● WHAT NEEDS TO BE DONE
Read through the listing below and copy each line in which the word "accurate" occurs.

● SUPPLIED RECORDS
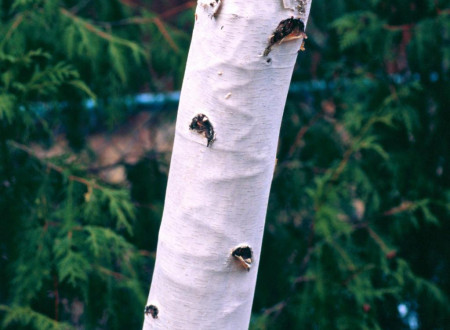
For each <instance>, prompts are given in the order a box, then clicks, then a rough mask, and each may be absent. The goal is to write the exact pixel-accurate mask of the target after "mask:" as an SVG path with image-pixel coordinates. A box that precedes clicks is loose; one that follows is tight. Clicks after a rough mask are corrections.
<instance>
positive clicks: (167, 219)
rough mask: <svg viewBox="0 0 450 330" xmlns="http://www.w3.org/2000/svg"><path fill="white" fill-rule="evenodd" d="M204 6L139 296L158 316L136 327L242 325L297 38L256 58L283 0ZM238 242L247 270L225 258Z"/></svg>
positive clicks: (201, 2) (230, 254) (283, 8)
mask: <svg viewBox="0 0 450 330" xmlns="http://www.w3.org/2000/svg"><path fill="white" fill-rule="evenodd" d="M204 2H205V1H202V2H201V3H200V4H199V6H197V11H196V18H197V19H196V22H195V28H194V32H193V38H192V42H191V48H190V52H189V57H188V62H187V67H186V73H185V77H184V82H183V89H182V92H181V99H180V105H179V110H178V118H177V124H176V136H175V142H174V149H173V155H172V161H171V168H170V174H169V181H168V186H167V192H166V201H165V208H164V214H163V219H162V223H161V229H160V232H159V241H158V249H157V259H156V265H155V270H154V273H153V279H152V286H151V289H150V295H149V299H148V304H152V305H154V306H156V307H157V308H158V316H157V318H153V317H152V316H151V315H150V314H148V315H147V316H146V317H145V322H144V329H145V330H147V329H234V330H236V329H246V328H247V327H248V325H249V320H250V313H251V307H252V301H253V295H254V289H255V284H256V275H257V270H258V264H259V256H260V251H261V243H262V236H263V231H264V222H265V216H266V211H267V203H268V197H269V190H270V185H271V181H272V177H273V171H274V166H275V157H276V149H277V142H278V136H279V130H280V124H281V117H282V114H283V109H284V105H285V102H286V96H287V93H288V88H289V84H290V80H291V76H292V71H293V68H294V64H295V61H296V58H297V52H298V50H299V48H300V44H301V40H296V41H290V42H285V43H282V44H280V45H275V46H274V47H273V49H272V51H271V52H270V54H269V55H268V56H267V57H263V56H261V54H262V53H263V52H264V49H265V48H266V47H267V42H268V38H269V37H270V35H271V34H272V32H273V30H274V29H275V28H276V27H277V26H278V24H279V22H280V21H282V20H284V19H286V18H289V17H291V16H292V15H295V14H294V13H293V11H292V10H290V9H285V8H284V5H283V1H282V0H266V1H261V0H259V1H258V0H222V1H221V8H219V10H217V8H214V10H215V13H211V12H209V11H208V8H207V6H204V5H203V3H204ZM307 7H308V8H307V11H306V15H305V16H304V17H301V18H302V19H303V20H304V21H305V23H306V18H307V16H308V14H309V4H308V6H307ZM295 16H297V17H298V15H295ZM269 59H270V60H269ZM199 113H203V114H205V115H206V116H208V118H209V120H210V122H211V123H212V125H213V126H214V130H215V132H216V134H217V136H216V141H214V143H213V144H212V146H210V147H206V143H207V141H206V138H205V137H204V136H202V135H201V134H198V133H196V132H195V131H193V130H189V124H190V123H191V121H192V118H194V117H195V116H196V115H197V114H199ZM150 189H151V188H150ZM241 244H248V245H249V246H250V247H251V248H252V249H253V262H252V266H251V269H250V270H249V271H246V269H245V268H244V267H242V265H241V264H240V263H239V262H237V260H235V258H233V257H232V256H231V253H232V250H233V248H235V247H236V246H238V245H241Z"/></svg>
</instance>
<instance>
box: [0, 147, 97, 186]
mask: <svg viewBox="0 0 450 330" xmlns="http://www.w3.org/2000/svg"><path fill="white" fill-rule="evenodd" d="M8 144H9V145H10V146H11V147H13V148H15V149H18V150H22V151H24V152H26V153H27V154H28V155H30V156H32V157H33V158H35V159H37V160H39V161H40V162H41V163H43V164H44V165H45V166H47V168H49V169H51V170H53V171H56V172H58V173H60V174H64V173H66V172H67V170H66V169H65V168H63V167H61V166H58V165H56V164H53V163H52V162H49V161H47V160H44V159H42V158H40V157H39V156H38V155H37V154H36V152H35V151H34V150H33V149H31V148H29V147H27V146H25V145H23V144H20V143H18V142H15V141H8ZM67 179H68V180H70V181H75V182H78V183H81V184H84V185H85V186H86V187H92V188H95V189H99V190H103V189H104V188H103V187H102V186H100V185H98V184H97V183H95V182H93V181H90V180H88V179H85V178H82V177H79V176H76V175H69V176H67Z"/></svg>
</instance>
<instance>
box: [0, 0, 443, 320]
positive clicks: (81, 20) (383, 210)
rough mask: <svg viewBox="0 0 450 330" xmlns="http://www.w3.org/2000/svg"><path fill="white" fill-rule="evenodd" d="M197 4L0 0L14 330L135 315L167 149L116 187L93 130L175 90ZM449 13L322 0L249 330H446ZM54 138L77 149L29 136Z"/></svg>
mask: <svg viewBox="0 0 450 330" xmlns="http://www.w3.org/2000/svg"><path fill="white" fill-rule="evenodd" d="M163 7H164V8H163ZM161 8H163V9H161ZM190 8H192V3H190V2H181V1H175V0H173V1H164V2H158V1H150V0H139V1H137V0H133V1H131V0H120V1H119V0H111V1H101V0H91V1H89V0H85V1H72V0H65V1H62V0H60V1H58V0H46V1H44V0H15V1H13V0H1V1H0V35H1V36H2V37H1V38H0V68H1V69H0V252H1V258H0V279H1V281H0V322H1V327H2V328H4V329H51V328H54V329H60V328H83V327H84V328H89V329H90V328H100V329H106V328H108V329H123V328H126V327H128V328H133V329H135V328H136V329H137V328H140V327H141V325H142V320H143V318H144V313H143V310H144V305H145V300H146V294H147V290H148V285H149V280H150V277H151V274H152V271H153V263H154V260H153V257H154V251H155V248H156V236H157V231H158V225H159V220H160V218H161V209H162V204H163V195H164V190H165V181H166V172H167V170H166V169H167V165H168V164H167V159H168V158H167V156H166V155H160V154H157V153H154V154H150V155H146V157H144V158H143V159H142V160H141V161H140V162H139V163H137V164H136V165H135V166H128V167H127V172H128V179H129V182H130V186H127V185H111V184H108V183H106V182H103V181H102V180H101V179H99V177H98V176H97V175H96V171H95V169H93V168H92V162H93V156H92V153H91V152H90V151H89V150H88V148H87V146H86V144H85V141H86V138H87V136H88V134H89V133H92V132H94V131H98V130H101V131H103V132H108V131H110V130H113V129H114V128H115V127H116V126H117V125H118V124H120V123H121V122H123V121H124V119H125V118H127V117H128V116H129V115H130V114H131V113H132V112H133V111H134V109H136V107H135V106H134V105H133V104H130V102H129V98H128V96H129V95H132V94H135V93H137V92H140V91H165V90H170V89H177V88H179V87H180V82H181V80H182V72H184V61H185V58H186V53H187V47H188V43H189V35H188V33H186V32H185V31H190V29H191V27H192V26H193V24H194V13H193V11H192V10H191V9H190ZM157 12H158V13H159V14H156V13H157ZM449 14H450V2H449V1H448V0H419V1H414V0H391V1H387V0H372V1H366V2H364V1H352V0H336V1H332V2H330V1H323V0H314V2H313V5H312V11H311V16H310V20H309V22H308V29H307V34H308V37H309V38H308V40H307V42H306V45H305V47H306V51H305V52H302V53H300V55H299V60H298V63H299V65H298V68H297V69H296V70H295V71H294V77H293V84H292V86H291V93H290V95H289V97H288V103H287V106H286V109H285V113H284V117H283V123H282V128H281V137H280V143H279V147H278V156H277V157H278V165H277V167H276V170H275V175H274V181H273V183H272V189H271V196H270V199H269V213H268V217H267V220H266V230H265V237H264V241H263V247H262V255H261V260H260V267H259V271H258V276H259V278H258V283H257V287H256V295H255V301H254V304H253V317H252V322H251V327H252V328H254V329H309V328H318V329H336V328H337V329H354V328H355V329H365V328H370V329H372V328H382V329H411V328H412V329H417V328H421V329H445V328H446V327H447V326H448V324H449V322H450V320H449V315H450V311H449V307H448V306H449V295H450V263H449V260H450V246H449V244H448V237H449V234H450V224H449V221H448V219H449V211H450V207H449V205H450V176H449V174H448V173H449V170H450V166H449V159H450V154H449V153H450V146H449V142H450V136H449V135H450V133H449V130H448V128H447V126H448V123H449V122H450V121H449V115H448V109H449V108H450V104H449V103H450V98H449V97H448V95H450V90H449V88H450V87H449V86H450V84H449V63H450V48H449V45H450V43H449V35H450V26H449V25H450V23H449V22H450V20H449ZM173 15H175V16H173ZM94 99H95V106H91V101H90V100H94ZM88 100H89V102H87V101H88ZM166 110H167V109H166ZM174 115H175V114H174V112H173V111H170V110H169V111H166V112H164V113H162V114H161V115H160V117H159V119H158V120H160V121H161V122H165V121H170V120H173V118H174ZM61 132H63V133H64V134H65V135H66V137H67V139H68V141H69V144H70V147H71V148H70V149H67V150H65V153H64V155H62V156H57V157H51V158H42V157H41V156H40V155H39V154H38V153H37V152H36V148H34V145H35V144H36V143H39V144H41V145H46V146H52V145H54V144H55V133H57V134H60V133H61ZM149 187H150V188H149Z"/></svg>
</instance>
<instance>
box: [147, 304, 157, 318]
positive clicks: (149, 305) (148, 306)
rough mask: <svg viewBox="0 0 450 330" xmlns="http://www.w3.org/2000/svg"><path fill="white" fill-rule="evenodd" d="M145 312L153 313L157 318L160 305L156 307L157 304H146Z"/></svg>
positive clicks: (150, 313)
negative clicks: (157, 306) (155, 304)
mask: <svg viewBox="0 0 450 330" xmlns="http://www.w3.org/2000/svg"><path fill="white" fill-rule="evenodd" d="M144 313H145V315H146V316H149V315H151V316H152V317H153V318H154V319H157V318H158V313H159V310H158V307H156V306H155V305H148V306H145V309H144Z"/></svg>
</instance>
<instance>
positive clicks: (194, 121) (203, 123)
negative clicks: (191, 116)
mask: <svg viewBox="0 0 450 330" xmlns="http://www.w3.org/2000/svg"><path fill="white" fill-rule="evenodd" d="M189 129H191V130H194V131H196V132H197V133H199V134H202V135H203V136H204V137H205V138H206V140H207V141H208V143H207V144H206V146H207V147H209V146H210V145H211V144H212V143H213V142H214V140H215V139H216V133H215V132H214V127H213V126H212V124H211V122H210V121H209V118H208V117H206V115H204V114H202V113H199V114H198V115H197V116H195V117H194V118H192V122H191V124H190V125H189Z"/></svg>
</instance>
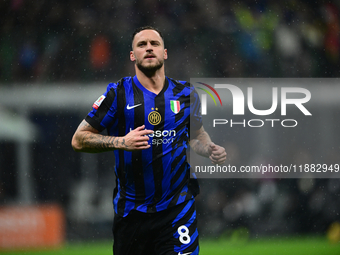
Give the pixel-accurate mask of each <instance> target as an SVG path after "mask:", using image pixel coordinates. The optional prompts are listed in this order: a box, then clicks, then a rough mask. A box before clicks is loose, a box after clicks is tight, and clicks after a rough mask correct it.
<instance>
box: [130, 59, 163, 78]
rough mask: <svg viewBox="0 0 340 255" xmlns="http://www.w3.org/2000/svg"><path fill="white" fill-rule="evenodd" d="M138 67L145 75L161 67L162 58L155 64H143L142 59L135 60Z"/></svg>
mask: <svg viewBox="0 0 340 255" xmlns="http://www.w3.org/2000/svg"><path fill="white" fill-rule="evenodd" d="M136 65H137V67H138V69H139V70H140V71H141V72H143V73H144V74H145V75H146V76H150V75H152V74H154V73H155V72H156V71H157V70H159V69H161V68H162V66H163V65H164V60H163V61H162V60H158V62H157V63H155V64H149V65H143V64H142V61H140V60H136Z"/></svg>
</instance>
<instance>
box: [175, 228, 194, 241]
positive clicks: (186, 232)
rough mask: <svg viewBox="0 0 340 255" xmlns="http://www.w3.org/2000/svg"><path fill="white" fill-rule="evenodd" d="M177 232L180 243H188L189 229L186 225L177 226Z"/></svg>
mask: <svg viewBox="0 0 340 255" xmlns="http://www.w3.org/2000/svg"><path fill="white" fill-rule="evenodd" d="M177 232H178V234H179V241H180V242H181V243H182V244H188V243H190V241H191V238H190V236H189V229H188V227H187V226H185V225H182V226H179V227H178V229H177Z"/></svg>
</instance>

● RESPONSE BOX
For each <instance>, prompts are given in the order a box, then clicks, then a rough mask, and each may be absent. The goal is to write the exact pixel-accurate mask of the target after "mask:" as an SVG path with image-pixel coordinates. A box that precedes clicks is loose; one that follows is tight. Clicks after a rough mask are corrections.
Give the pixel-accurate mask of each <instance> target as an SVG path after "mask:", using image pixel coordinates. The optional prompts are listed in this order: a box, then clicks, then a rough mask. A box before clicks is loose, a box after clicks is tight, and clicks after a rough mask correct it.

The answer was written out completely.